Storm point guard Sue Bird stole the show in the Storm’s Game 5 WNBA semifinals win over the Phoenix Mercury with 14 points in a transcendent fourth quarter.

But, shortly before the Storm blew out the Mystics Friday night at KeyArena to take a 1-0 lead in the WNBA Finals, Bird had a message to relay to Storm fans.

“I’ve gotten a lot of credit for Game 5. Probably too much credit,” Bird wrote for The Players Tribune in a piece published Friday afternoon.

“Listen, I’ll admit it, it’s a good story: Vet gets her face busted up, puts on a superhero mask, becomes unstoppable from three and leads her team to victory,” Bird wrote. “But anyone who watched the whole thing, they know I probably only ranked third on the list of reasons that we won that game. Here’s my top four: (1) Stewie, (2) Stewie, (3) A great team effort, (4) Stewie.”

She has a point– WNBA MVP Breanna Stewart did, after all, score 28 points in Game 5 and was a consistent force throughout the game.

Bird also revealed for the first time one of the big reasons why she re-signed with the Storm at the end of the 2015 season, when, as she terms it, “we had pretty much hit rock bottom: 10-24. Almost last in the league.”

As she entered free agency that offseason, she contemplated leaving and signing with a team that was better poised to compete for a title. But, as we know now, she ultimately stayed.

--- Brief ---
List every basketball team named in the article about Sue Bird.

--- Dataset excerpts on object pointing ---
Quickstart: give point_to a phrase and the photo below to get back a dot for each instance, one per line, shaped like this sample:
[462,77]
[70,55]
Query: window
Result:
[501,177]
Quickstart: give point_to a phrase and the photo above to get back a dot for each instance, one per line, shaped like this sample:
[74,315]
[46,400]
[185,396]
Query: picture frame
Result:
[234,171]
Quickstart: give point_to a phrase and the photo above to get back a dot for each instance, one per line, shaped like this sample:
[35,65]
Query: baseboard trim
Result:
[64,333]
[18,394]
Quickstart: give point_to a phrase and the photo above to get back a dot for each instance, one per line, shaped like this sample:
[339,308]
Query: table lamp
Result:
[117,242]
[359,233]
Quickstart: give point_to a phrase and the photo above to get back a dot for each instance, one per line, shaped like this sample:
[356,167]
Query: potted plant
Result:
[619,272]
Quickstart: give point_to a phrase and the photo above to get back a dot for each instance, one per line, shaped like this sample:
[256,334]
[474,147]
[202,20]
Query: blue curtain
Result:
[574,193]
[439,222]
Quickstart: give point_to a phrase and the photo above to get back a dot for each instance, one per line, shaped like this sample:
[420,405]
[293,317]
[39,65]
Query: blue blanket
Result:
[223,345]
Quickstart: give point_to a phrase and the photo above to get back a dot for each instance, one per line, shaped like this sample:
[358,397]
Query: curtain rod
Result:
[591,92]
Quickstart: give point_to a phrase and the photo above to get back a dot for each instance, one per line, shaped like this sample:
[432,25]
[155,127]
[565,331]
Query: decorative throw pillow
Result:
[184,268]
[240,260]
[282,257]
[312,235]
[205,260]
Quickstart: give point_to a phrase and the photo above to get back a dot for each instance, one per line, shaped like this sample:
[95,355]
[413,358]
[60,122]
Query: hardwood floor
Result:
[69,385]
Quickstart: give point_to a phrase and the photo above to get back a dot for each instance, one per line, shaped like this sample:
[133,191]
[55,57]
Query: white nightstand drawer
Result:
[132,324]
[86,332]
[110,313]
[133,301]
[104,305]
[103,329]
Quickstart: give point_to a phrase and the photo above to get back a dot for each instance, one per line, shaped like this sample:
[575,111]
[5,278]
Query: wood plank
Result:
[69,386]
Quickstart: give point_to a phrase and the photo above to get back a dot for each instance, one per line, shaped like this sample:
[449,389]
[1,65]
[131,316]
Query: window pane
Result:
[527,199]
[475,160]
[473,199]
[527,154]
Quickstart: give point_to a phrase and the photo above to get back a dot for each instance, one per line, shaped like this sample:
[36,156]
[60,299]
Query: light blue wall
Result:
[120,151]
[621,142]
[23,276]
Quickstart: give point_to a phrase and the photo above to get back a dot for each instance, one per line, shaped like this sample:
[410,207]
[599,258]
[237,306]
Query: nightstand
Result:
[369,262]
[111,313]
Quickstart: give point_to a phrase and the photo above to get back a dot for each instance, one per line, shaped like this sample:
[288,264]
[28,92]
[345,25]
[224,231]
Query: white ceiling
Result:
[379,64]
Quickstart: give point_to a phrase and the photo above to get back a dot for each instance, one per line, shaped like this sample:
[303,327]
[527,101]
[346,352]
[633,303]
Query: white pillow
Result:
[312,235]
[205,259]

--- Final answer ---
Storm, Phoenix Mercury, Mystics